Reproduce the line that holds "the red jersey." together with all the lines after it up to the end of the entries.

▼

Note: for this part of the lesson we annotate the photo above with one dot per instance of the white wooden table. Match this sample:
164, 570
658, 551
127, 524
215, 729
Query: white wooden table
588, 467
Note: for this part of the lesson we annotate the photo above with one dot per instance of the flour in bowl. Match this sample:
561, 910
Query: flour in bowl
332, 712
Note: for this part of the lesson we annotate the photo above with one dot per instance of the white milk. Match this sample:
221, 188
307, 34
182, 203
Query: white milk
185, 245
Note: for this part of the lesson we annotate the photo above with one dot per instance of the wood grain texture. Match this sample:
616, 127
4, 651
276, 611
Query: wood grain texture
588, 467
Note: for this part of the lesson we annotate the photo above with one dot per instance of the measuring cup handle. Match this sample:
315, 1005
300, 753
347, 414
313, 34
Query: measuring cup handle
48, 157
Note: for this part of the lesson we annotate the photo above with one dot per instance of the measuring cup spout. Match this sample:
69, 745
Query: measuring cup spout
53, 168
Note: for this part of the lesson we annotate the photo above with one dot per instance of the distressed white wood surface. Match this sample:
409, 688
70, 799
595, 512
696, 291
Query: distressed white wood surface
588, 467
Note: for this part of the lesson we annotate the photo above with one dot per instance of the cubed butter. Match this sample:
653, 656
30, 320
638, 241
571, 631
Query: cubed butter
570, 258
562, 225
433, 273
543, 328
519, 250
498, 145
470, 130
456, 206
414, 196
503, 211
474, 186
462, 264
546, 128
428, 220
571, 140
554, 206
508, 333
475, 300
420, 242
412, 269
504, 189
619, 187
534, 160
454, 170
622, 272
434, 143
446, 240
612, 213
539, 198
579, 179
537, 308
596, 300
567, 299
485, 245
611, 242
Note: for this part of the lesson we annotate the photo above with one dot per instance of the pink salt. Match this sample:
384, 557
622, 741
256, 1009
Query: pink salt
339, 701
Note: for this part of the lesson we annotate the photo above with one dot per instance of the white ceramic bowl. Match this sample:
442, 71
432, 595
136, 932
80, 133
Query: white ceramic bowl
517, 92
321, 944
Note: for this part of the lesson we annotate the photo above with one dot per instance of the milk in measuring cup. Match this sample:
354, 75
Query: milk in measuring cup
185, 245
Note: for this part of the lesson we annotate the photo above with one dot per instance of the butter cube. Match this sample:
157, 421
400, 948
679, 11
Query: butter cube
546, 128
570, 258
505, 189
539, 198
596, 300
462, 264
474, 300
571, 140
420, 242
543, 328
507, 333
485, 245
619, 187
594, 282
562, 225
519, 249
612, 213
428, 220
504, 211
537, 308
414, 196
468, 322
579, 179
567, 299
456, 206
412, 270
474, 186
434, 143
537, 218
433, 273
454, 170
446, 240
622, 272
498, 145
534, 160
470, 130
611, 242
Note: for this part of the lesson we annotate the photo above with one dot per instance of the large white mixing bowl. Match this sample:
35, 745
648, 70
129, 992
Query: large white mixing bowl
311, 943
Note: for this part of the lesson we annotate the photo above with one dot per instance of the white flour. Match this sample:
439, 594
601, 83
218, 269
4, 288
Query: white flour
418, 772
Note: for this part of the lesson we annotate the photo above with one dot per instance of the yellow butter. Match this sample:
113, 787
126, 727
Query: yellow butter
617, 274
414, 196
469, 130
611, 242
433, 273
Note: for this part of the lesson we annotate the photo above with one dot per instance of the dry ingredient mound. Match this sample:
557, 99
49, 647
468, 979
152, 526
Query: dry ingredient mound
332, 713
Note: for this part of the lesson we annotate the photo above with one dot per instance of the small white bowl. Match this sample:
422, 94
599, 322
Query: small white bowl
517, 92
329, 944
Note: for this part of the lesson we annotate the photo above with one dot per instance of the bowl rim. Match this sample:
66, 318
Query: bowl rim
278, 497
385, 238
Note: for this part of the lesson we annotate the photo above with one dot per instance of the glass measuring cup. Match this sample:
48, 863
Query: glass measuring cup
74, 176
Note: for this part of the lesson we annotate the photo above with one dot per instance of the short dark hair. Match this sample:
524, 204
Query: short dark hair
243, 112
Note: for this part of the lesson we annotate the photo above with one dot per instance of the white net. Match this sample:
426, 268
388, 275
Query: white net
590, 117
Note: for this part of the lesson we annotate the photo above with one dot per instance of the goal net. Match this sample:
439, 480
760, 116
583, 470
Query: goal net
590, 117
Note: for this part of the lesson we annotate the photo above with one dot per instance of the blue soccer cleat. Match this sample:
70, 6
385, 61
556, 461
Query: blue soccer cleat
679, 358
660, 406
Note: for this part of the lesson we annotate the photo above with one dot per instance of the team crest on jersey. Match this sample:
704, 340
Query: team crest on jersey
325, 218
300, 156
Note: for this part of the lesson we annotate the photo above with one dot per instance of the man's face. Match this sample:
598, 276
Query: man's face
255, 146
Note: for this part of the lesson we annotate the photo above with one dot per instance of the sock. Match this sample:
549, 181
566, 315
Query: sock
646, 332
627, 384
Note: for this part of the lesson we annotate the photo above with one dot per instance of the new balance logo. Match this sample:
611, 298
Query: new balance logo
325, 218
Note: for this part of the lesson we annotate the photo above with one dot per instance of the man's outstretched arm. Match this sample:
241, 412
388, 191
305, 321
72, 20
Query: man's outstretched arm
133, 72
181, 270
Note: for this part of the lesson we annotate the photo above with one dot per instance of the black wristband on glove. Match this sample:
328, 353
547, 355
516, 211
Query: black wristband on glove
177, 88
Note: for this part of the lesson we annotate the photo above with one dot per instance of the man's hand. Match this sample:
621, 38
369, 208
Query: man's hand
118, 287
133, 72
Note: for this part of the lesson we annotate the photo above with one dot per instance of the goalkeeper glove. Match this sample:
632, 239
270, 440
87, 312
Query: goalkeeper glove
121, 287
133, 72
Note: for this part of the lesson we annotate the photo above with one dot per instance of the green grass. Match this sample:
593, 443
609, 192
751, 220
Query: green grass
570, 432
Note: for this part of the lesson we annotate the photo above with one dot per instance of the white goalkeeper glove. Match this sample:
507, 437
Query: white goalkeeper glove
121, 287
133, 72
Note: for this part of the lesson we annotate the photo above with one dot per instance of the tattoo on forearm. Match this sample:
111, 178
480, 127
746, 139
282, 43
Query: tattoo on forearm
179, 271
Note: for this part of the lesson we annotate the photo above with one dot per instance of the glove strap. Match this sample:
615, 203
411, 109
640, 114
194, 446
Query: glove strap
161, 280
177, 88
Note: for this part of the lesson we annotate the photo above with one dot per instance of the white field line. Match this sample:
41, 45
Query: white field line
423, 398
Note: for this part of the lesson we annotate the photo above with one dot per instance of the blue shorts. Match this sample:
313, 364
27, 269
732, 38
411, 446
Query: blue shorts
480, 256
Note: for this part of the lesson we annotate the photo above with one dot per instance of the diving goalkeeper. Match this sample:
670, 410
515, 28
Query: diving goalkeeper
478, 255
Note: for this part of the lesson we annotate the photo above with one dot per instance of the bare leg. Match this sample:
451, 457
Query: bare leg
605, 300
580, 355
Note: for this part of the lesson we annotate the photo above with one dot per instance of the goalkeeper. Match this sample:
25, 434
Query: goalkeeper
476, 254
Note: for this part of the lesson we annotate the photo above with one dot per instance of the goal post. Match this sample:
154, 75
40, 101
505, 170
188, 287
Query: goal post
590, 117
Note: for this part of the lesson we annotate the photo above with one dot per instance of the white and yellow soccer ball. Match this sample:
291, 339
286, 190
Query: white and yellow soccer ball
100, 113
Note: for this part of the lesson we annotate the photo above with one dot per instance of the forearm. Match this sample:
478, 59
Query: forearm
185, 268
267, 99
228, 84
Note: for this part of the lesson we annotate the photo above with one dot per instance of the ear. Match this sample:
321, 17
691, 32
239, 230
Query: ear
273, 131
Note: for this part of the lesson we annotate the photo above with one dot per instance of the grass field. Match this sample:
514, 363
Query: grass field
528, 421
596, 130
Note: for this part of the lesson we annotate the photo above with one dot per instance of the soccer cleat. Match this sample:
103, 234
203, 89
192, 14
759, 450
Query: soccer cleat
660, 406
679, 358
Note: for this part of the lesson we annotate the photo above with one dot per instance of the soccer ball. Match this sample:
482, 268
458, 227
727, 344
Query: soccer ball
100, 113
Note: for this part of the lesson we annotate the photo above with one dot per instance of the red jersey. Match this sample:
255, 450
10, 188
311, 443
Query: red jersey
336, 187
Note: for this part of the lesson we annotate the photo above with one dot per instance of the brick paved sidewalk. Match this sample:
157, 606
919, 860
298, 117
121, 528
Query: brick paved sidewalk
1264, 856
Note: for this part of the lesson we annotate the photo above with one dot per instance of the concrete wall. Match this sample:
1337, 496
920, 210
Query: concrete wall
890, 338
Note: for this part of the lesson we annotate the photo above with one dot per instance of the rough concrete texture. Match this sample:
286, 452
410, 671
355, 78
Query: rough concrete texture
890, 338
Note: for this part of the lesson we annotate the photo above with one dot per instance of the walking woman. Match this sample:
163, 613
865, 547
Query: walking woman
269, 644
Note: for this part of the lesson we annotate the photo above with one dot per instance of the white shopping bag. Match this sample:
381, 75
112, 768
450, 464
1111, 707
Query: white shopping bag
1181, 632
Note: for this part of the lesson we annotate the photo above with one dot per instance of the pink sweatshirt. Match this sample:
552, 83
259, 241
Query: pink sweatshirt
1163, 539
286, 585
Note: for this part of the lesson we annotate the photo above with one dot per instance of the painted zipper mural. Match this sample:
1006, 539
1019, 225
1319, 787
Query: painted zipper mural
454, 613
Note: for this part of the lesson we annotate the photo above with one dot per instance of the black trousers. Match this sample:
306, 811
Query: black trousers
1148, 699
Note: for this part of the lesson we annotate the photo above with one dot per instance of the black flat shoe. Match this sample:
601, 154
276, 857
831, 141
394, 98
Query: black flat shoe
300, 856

▲

**Task output**
Note: for this part of the lesson we annotate the photo above with one dot per instance of the red jersey. Match this sample:
255, 450
10, 188
311, 443
Query: red jersey
336, 187
Note: for this part of the lesson we annotate the photo above with one dot per instance of the brick paved sidewalk. Match this sample:
157, 606
919, 860
298, 117
121, 528
Query: brick paved sidewalk
1264, 856
Note: for this part of the lesson we annotate the photo above with one dot per instance of the concrete wall. Match this sample:
1337, 496
920, 210
Query: concrete wall
890, 338
Note: for this part of the lesson we annotate the photo above with one dot per instance of the rough concrete texture. Match this sample:
286, 452
410, 671
355, 78
Query: rough concrete texture
890, 338
Note: for this part of the lesson we annotate the photo above with one dot per instance of the walking woman. Match this sample:
163, 613
865, 547
Query: walking woman
269, 644
Note: for this part of the lesson we annotate the photo above with one dot per instance of the white shopping bag. Match this sample:
381, 75
112, 768
450, 464
1111, 707
Query: white shopping bag
1181, 632
Note: for this part of the lesson we annotate the photo above with one dot per instance of the pink sweatshirt. Match this sample:
552, 83
259, 241
Query: pink sweatshirt
1163, 539
286, 585
Note: for this part of the lesson we annotate the photo above with one dot per instance of the painted zipper mural. Match this sample:
1006, 539
1019, 225
1319, 787
Query: painted zipper mural
454, 613
Note: for this part of the lesson we annotate the photo above with one dot per instance of the black trousers. Match this sample:
306, 811
Query: black trousers
1148, 699
Note: for this part of the lesson we annotate the photo above with one dot per instance of the black flat shoe. Match this sample:
601, 154
276, 857
831, 141
394, 98
Query: black flat shoe
300, 856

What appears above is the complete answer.